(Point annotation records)
——————————
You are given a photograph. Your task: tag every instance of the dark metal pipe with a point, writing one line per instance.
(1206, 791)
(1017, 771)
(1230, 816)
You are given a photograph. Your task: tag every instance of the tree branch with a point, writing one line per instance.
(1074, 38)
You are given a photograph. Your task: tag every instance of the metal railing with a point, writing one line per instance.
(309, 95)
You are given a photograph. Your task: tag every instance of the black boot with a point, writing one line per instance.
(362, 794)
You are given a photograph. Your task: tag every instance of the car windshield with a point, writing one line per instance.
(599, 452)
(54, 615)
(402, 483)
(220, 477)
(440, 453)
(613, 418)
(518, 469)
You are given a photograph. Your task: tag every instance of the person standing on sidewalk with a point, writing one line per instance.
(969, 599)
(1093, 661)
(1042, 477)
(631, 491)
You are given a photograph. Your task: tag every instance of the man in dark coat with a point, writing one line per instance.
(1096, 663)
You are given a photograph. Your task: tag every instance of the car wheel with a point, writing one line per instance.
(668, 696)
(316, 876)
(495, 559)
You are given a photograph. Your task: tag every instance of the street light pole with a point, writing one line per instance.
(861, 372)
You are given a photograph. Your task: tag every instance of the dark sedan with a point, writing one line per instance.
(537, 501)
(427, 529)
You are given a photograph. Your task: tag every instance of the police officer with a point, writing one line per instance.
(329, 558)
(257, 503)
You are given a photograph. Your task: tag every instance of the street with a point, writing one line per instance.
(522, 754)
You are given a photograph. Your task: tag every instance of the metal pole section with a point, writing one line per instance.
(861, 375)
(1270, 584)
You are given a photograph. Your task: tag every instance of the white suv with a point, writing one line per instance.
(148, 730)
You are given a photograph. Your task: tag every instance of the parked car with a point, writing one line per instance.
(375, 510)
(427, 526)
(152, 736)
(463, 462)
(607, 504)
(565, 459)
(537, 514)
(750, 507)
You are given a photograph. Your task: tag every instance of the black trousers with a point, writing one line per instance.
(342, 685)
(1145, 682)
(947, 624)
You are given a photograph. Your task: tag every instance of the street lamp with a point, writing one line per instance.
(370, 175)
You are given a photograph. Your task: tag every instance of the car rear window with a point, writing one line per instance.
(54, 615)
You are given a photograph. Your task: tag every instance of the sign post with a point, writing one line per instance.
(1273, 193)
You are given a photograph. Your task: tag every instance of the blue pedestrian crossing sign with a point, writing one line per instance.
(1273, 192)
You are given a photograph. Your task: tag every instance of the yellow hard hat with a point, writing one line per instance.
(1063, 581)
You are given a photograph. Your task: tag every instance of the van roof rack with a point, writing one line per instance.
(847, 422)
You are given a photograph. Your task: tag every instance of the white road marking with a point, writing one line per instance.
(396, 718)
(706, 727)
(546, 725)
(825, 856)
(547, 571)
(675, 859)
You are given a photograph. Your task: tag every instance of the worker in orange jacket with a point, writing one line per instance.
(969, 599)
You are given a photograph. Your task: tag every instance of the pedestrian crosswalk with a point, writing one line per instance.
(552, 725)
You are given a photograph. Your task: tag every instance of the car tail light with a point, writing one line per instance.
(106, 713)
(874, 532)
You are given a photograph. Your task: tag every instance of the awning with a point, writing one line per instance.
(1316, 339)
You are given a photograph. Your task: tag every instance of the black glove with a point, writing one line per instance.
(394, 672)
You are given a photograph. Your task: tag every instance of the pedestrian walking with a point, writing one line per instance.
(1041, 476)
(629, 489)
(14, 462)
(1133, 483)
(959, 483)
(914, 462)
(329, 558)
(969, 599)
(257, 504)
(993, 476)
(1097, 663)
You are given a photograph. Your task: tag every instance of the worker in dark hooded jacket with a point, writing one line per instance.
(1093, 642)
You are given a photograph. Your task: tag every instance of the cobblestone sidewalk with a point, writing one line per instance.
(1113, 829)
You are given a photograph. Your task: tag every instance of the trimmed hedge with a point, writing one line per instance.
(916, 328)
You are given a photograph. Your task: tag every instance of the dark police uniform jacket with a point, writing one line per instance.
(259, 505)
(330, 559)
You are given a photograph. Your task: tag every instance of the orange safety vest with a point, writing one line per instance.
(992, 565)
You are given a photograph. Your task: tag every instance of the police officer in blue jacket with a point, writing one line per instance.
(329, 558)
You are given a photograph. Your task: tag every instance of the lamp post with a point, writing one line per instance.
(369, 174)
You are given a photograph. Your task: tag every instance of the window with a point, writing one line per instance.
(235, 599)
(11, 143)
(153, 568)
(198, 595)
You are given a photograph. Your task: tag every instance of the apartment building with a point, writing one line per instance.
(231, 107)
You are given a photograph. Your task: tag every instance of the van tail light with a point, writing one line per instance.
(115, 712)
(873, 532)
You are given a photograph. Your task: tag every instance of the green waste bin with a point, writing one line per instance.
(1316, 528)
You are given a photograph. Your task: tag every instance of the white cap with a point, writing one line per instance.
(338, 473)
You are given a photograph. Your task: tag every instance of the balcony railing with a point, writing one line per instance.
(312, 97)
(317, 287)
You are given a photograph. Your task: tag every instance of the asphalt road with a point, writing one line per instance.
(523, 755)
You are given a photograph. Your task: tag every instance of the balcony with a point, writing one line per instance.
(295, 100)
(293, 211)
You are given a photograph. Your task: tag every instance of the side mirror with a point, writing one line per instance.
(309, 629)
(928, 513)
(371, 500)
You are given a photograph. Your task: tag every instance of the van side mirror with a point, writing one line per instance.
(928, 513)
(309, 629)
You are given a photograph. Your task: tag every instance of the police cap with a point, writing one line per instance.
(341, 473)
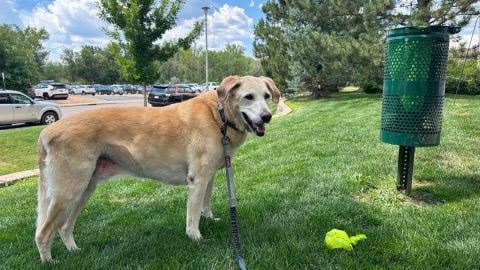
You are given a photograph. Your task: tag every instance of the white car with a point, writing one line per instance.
(83, 90)
(210, 86)
(196, 87)
(51, 90)
(16, 107)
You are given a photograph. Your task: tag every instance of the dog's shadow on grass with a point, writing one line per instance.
(445, 188)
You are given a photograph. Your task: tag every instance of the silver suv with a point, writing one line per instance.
(51, 90)
(16, 107)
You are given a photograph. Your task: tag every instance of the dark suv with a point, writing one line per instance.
(162, 95)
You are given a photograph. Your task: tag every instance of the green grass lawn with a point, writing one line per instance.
(18, 149)
(319, 168)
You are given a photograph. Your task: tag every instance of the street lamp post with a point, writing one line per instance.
(205, 9)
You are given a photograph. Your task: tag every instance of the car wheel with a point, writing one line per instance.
(49, 118)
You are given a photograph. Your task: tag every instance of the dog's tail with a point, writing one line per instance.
(42, 184)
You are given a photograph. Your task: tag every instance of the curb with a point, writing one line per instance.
(10, 179)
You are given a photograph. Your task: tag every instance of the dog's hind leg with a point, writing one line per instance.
(207, 201)
(66, 231)
(198, 181)
(64, 193)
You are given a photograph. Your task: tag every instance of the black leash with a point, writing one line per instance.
(231, 187)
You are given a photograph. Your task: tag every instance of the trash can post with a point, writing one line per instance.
(413, 92)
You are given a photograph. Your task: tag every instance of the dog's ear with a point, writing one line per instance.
(272, 88)
(228, 84)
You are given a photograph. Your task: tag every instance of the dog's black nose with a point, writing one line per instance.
(266, 117)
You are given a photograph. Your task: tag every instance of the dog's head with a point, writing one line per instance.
(245, 101)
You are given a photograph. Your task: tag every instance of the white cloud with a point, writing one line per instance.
(226, 25)
(73, 24)
(9, 13)
(70, 24)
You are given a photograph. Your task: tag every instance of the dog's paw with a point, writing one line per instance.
(195, 235)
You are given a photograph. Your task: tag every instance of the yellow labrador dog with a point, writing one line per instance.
(177, 144)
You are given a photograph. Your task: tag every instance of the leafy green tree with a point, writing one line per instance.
(138, 27)
(270, 45)
(22, 56)
(69, 59)
(55, 71)
(430, 12)
(325, 44)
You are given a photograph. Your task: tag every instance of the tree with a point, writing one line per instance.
(270, 45)
(22, 56)
(335, 42)
(325, 44)
(138, 27)
(430, 12)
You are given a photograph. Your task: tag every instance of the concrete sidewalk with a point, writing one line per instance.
(9, 179)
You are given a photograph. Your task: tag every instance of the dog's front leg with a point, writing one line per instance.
(207, 201)
(197, 187)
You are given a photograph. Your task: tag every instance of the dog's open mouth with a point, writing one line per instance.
(258, 128)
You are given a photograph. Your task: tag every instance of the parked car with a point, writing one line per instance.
(117, 89)
(196, 87)
(162, 95)
(210, 86)
(83, 90)
(16, 107)
(103, 89)
(129, 89)
(51, 90)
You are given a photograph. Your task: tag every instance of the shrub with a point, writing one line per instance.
(370, 87)
(469, 83)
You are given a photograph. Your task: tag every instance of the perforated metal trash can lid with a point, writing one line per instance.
(414, 85)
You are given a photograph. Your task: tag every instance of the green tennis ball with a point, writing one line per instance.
(340, 239)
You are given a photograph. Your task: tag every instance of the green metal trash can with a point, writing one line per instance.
(413, 91)
(414, 85)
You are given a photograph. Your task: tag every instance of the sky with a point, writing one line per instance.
(75, 23)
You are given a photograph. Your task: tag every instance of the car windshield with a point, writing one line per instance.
(158, 89)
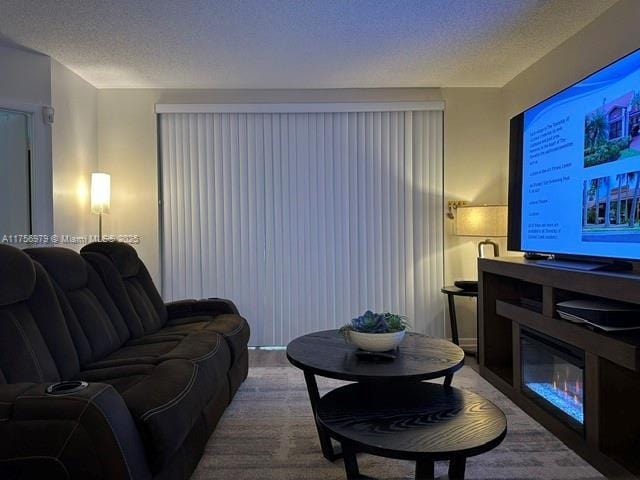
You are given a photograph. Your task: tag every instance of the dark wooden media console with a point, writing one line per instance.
(516, 295)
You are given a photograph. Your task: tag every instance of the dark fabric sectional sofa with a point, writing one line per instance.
(156, 377)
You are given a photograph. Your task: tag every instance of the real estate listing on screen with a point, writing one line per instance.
(575, 168)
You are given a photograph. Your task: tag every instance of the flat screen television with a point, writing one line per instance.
(574, 180)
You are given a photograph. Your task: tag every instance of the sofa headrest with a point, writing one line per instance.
(122, 255)
(17, 275)
(67, 268)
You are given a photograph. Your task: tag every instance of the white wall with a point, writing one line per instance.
(127, 146)
(475, 159)
(25, 84)
(601, 42)
(75, 151)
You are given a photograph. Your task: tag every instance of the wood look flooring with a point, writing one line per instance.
(268, 433)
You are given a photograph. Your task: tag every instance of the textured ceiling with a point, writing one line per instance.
(295, 43)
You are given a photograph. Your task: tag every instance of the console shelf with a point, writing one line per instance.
(517, 294)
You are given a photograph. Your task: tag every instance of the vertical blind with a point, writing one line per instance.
(305, 220)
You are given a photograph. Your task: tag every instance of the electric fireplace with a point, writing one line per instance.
(553, 376)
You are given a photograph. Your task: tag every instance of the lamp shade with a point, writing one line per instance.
(481, 221)
(100, 192)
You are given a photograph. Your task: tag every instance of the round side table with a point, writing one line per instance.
(327, 354)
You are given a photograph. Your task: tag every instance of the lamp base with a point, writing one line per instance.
(483, 248)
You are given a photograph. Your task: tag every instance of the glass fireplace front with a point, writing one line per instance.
(553, 376)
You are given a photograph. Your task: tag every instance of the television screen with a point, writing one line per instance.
(575, 161)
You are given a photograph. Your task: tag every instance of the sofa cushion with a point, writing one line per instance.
(123, 256)
(95, 323)
(168, 399)
(35, 345)
(233, 328)
(154, 350)
(139, 286)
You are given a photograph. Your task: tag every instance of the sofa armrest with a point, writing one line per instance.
(209, 306)
(86, 434)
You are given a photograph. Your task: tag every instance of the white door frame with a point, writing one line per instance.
(41, 166)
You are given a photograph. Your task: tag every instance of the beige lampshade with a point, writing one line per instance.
(481, 221)
(100, 192)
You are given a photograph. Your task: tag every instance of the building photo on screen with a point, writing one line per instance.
(580, 186)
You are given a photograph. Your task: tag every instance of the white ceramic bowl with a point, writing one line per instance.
(376, 342)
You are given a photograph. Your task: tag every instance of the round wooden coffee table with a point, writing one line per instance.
(327, 354)
(423, 422)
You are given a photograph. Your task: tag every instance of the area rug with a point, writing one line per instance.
(268, 433)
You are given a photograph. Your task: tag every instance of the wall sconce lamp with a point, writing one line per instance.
(482, 221)
(452, 205)
(100, 196)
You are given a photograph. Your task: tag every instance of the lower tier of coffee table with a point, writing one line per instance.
(424, 422)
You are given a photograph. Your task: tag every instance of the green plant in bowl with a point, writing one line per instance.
(376, 332)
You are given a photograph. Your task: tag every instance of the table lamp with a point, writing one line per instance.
(482, 221)
(100, 196)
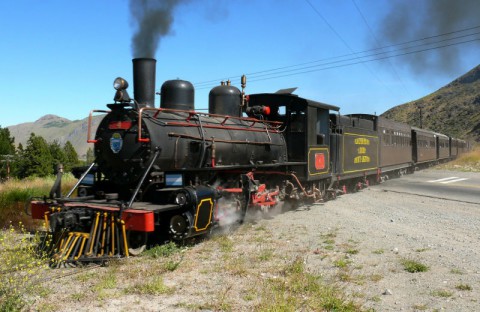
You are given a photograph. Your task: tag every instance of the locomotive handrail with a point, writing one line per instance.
(89, 128)
(275, 125)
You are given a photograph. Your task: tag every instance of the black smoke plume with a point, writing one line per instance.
(409, 21)
(153, 20)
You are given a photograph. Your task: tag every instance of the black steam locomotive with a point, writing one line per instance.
(173, 172)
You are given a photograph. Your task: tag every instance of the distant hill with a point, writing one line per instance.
(453, 110)
(52, 127)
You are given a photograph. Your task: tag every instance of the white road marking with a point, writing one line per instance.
(448, 180)
(453, 181)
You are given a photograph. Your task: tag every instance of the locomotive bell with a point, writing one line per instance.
(177, 94)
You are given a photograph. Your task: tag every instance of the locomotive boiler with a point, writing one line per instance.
(169, 171)
(172, 173)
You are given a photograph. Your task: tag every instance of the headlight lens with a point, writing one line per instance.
(120, 84)
(181, 199)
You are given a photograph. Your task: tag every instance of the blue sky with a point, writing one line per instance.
(61, 57)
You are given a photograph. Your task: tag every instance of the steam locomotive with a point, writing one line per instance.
(173, 172)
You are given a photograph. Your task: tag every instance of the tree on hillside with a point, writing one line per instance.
(7, 152)
(58, 156)
(36, 158)
(71, 157)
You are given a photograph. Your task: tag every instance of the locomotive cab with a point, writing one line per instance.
(305, 127)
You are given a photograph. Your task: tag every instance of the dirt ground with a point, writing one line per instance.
(358, 243)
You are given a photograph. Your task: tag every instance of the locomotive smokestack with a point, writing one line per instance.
(144, 82)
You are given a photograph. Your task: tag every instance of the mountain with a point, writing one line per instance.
(52, 127)
(453, 109)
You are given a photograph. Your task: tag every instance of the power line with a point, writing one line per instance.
(365, 61)
(274, 73)
(395, 73)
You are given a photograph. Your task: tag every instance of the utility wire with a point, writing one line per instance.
(364, 61)
(395, 73)
(274, 73)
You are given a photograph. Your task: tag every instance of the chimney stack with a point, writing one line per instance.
(144, 82)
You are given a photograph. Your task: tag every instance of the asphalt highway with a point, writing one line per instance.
(449, 185)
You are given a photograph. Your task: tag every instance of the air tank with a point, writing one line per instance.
(225, 100)
(177, 94)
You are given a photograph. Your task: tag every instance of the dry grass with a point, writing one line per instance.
(469, 162)
(14, 194)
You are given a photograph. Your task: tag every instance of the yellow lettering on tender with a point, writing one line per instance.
(362, 141)
(361, 159)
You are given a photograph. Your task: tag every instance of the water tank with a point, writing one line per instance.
(225, 100)
(177, 94)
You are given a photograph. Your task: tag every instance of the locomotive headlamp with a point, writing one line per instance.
(181, 199)
(120, 84)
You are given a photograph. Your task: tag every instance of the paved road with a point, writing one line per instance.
(452, 185)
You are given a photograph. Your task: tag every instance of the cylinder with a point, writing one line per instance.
(225, 100)
(144, 82)
(177, 94)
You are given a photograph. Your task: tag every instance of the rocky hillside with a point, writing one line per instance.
(52, 127)
(453, 109)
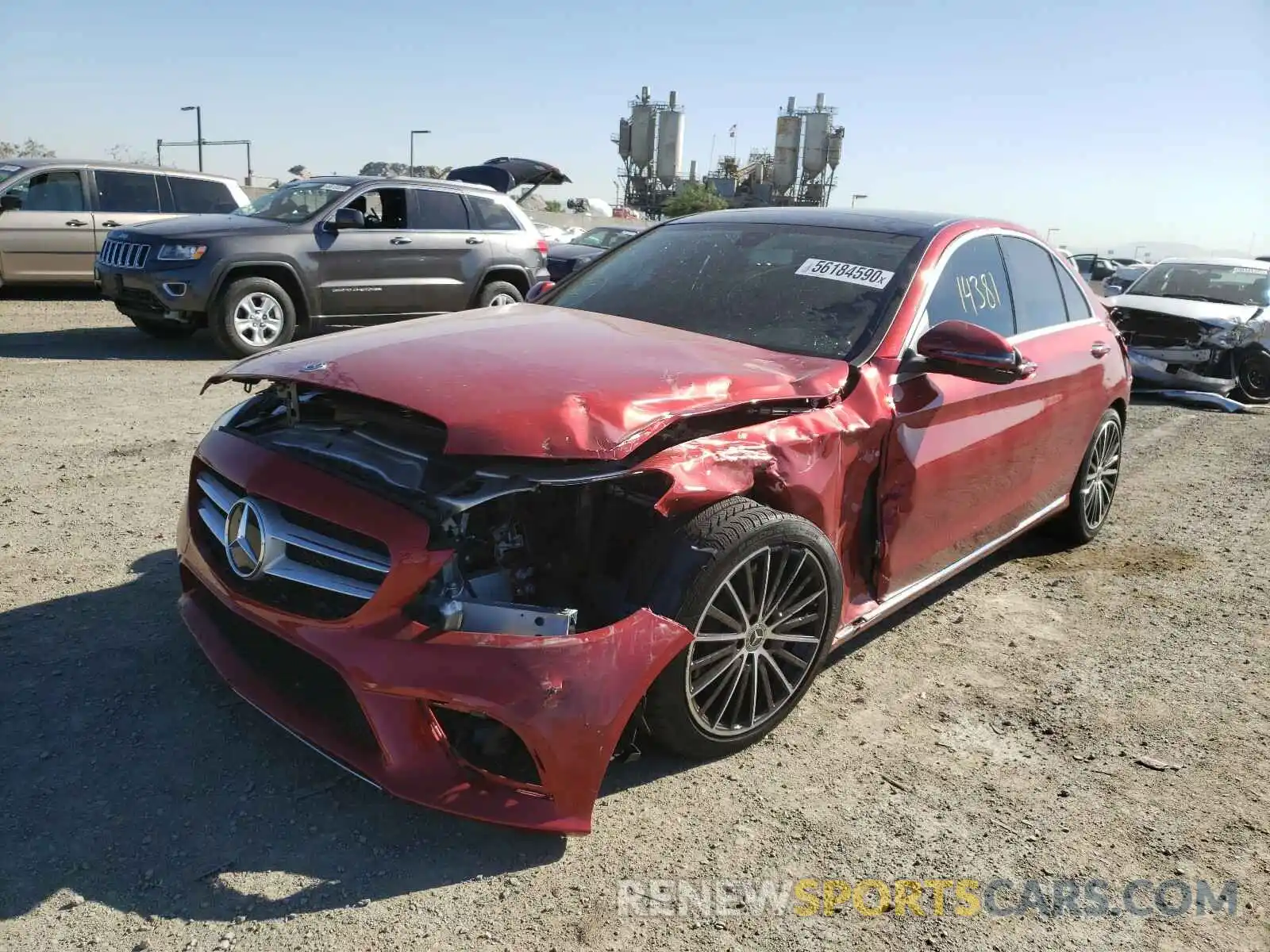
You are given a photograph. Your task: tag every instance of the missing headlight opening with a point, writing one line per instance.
(541, 549)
——————————
EXERCISE: Please copy the records above word for word, from the line that contains "the car rear" through the line that contains "(1097, 663)", including both of those lines.

RESULT OF THE EXERCISE:
You are given a photograph. Your task: tag every instance of the car rear window with a point, writing one line per instance.
(54, 615)
You are given a photograph. Your task: tag every instance of the sign post with a point, writing one line per instance.
(1273, 193)
You are given a photograph. Your task: tag every instance of the blue pedestrian crossing sign with a point, writing one line per instance.
(1273, 192)
You are given a photograph. Your task: tag every instance of the yellow hard hat with a point, writing one line per instance.
(1063, 581)
You are given a photograph. Your task: tag every instance of the van roof rack with a point, writing one line per instance.
(847, 422)
You are given a photograph. Your task: tag every instance of the white road marking with a point, writing one line per instance.
(396, 718)
(706, 727)
(546, 725)
(825, 856)
(547, 571)
(675, 859)
You are given a photograph. Your task: tag every instance of the worker in orange jacket with a point, writing one line per instance.
(969, 599)
You are given a photograph. Your task: tag every instance of the pedestrian crosswalk with a point, writing one line per instance.
(552, 725)
You are given a photograph. Your task: tag every instance of the car tail light with a point, writing one line per instance.
(106, 713)
(874, 532)
You are given a photograph. Your task: tag every instance of the awning with a point, writing one line per instance.
(1316, 339)
You are given a photograph. Your task: tag every instance of the black glove with a point, writing one line per instance.
(394, 672)
You are given a photograph. Your task: tag every instance of the pedestrian walking with a point, writing one line per instance.
(1041, 476)
(629, 489)
(14, 462)
(1133, 483)
(959, 483)
(914, 462)
(329, 558)
(969, 599)
(257, 504)
(993, 476)
(1097, 663)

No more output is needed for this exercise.